[Collected data]
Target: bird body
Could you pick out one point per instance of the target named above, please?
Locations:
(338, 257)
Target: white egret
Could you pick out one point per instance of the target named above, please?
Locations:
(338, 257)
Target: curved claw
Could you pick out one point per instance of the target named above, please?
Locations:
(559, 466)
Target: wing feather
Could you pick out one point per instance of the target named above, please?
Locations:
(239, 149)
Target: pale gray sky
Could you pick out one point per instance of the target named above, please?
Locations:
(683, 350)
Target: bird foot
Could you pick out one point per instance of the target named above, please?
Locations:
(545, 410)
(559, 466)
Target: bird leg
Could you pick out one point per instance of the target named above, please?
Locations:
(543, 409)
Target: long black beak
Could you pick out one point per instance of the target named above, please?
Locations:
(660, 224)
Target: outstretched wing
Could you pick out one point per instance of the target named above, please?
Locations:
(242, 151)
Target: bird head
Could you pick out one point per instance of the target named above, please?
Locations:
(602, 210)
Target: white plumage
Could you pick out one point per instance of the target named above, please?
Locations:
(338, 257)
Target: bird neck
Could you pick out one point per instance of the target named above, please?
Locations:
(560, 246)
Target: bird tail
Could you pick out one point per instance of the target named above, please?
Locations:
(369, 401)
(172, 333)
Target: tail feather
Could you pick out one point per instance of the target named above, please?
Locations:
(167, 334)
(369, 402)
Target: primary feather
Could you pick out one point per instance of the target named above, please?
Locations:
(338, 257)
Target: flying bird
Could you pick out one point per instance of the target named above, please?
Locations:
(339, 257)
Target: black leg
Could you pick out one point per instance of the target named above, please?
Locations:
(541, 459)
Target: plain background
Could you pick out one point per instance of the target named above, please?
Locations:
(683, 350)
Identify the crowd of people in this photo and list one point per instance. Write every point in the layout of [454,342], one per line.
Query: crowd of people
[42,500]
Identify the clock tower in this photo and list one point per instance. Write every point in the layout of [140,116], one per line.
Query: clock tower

▶ **TASK DIRECTIONS**: Please transcribe each of the entries, exactly as written.

▶ **SOLUTION TO THIS TASK**:
Target: bird body
Could you pick out one point per instance of the target named above, please?
Locations:
(338, 257)
Target: white egret
Could you pick out one point per instance of the target named above, please?
Locations:
(338, 257)
Target: curved claw
Could you pick out one point per instance of the target named above, please?
Locations:
(559, 466)
Target: wing feather
Could you pick out one point per instance of the target named above, please?
Locations:
(239, 149)
Target: pale gray sky
Could you pick out one point per instance of the target named above, please?
Locations:
(683, 350)
Target: bird foot
Could you pick out one point per instance of the target named above, please?
Locations:
(545, 410)
(559, 466)
Target: bird leg
Could you pick out one point per instance of the target named above, please?
Locations:
(543, 409)
Target: long black beak
Could you pick out one point per instance of the target named above, please?
Locations:
(660, 224)
Target: outstretched wing
Could you pick out one point per instance of the target named above, please?
Locations:
(242, 151)
Target: bird head
Could you pick out one point per instance of the target named above, please?
Locations:
(602, 210)
Target: white plumage
Could you pick out one point per instance of the target named above, please?
Locations:
(338, 257)
Target: bird neck
Could you pick out one point per instance of the target named above, please?
Locations:
(560, 246)
Target: bird tail
Could you pick out one point per instance of the target named above, please?
Locations:
(369, 401)
(172, 333)
Target: tail feather
Could you pick out one point per instance of the target named above, please?
Locations:
(167, 334)
(369, 402)
Target: primary feather
Could you pick out one point per instance of the target named above, please?
Locations:
(338, 257)
Target: flying bird
Could you pick out one point per instance of the target named above, please?
Locations:
(339, 257)
Target: black leg
Could you pick out one point per instance of the target named above, please?
Locations:
(541, 459)
Target: plain background
Could you pick out one point per instance of the target named above, please?
Locations:
(683, 350)
Identify the crowd of people in this photo and list one point per instance. Write every point in the layout of [454,342], one per line.
Query: crowd of people
[42,500]
Identify the clock tower in this photo and list one point per instance. Write every point in the layout of [140,116], one per line.
Query: clock tower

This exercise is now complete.